Work order 1:
In the excerpt on the Navy's withdrawal from Bermuda, how much land will Bermudians receive back when the withdrawal is complete?
Work order 2:
Please reproduce the part of the excerpt on the Navy's withdrawal from Bermuda that opens with the words containing "Thank you to the" and closes with "half a century.".

Page excerpt:
You even shared your McDonalds. By doing all this, you formed a model relationship with Bermuda which has been consistently friendly and invariably marked by mutual respect and mutual support.

Your actions over this past year, your hard work, the very cooperative spirit you've displayed, and your determination to effect a seamless transfer of responsibility for the operation and maintenance of this airfield, are prime examples of this good-neighbourliness.

I have been very impressed, as I am sure the people of these islands will be, by the extra efforts you have made to ensure that the base lands are as clean and in as good a condition as possible when they are turned over to Bermuda.

In the last year, you have removed around a thousand tons of twisted, rusty metal, the debris of fifty years of operations, from the shoreline north of Ruth's Point. You've filled in and capped off the burn pits near there and are far along in transforming what once was a landfill into parkland. You've conducted a large-scale programme to empty, clean and remove underground storage tanks. You created a nature preserve and a natural trail on Coopers Island and implemented programmes to protect endangered birdlife that is unique to these Islands.

To the people of Bermuda, the Navy's withdrawal from the islands present significant challenges, but even greater opportunities. When the US Military built the bases in the early 1940's, Bermudians gave up just under 700 acres of land. When the US Navy completes it's withdrawal in a few months, Bermudians will receive twice that amount back, over 1,460 acres. The US Government will retain some 14 acres of land under the terms of the 1941 leased bases agreement, primarily for the maintenance of the NASA Tracking Station on Coopers Island. All the rest of the land acquired under the 1941 agreement will be turned back to Bermuda without any conditions or reservations on the part of the US Government. We are not asking for any right of re-entry or any residual rights over the land we are turning over. The people of Bermuda will reacquire all the rights originally transferred under the 1941 agreement over the lands we are returning, including full possession and use.

In addition, the Navy is leaving behind an infrastructure that will be of tremendous value to these islands. Bermuda will inherit a first-class airfield, along with the radars, electrical systems, fire service and other infrastructure needed to run it. Bermuda will acquire the Roger B. Chaffee School, a facility which I can say from personal observation is the equal to any school on the island, along with its complete library. The Navy is leaving behind a medical building, a media centre, stores, historic buildings, a wharf, piers, an industrial area, housing that can accommodate hundreds of families and some very nice and scenic beaches.

There will be of course costs, probably significant costs, in taking over responsibility for operation of the airfield and in converting military facilities to civilian purposes. But the economic potential of the base lands far exceeds these costs. Bermudians have survived over the centuries by being able to take advantage of economic opportunities. The base lands we are returning represent approximately one-tenth of the Islands' landmass. I am certain that Bermudians will be quick to seize the economic opportunities which will arise from having these base lands returned to them 44 and a half years ahead of schedule. Before I end, I want to leave you with a very simple message: Thank You. Thank you to her Majesty's Government for having made us a gift of the right to construct and maintain military bases in these islands.

Thank you to the Bermudians who gave up their lands and their homes for our mutual defence and to all the people on these islands who have been so friendly and supportive for all this time. And finally, to the men and women of the Naval Air Station Bermuda, to you and to all the sailors, airmen and soldiers who served here before you, for all you have done to protect the security of the United States, Bermuda, the United Kingdom, and our allies, for your steadfastness and dedication to duty, for standing guard on these islands for over half a century.

[Point localization data]

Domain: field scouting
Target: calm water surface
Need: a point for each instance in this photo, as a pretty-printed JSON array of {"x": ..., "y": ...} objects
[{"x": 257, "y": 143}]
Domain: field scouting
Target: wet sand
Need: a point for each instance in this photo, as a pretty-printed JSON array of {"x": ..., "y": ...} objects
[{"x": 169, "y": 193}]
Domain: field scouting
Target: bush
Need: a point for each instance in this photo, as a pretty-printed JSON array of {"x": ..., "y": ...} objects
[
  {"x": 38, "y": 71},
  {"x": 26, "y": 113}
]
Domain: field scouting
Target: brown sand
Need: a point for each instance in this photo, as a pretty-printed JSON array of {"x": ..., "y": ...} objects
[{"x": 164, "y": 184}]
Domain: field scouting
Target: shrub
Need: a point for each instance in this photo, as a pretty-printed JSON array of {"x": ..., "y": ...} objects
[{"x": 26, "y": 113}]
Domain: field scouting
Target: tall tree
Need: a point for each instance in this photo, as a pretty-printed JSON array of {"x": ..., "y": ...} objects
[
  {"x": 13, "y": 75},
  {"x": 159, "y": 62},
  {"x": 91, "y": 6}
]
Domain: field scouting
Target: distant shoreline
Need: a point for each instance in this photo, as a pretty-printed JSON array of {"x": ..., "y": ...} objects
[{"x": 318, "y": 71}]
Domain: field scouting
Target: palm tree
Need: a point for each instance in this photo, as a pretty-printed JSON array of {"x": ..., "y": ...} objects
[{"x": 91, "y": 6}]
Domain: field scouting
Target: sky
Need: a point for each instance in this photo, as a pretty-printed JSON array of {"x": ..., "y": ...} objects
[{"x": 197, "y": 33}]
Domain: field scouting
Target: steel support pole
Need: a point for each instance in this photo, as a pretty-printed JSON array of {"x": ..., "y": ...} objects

Reply 1:
Over 1,460 acres.

Reply 2:
Thank you to the Bermudians who gave up their lands and their homes for our mutual defence and to all the people on these islands who have been so friendly and supportive for all this time. And finally, to the men and women of the Naval Air Station Bermuda, to you and to all the sailors, airmen and soldiers who served here before you, for all you have done to protect the security of the United States, Bermuda, the United Kingdom, and our allies, for your steadfastness and dedication to duty, for standing guard on these islands for over half a century.